### Supplied text
====
As of 2023–24, NUSD consists of the following schools:
- Birch Grove Primary Elementary School (Formerly named James L. Bunker; it was renamed to BGP in 2016.)
- Birch Grove Intermediate Elementary School (Formerly named Louis Milani; it was renamed to BGI in 2016.)
- Coyote Hills Elementary School (Formerly named James A. Graham; it was renamed to Coyote Hills in 2021. It was the result of a merger between Graham Elementary and Snow Elementary; the Snow campus closed in 2021.)
- Kennedy Elementary School
- Lincoln Elementary School
- Schilling Elementary School
- Newark Middle School
- Newark Memorial High School

At the NUSD MacGregor Alternative Education Center:
- Bridgepoint High School
- Crossroads Independent School
- Newark Adult Education Center

Former NUSD schools:
- Snow Elementary School (Closed in 2021)
====
### Assigned task 1
In the list of NUSD schools, what was Coyote Hills Elementary School called before it was renamed?
### Assigned task 2
Extend the NUSD school list past its final entry.

Point-per-instance localization data:
====
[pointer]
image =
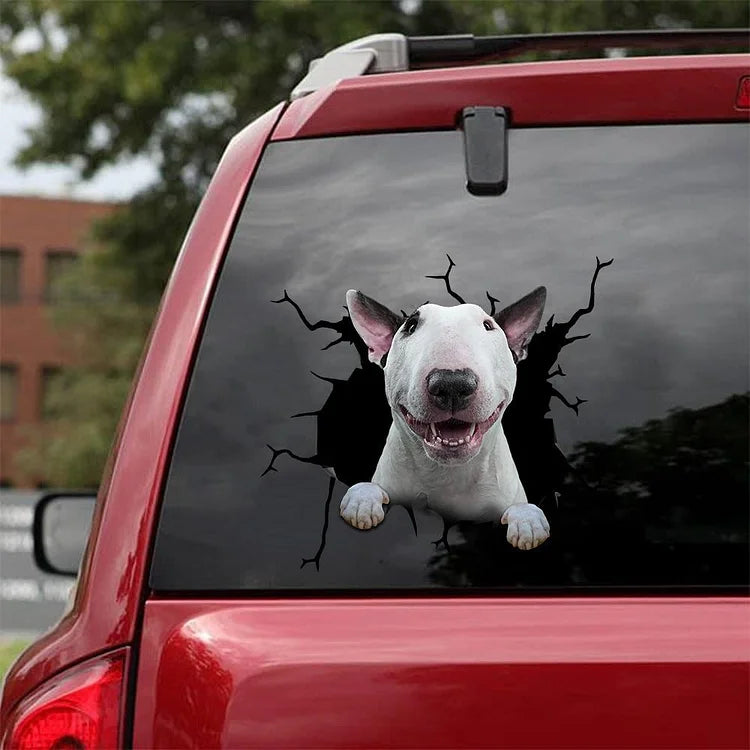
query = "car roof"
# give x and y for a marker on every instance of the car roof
(637, 90)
====
### Task output 1
It was formerly named James A. Graham.

### Task output 2
- EL Musick Elementary School & Preschool (The Preschool was formerly located in the Whiteford building on the MacGregor campus.) (Closed in 2022)
- Ruschin Louis Elementary School (NUSD stopped using it as a school in 1989. In 2015, the land was sold to residential developers for housing.)

The NUSD Board of Education is composed of five Newark citizens, elected to serve overlapping terms. They are elected at-large by the registered voters in Newark. The Board functions as the legislative body of the school district and establishes policies by which the school district is operated.